__WORK INSTRUCTION__:
Please print all of the records that follow with nothing altered.

__TASK DATA__:
BEGIN
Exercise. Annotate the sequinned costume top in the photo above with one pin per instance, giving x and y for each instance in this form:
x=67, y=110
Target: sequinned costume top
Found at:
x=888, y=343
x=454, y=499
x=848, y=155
END
__RESPONSE AREA__:
Exercise. Annotate the sequinned costume top in the photo above with one pin per instance, giving x and y for each instance in this form:
x=67, y=110
Target: sequinned costume top
Found at:
x=888, y=343
x=454, y=499
x=848, y=155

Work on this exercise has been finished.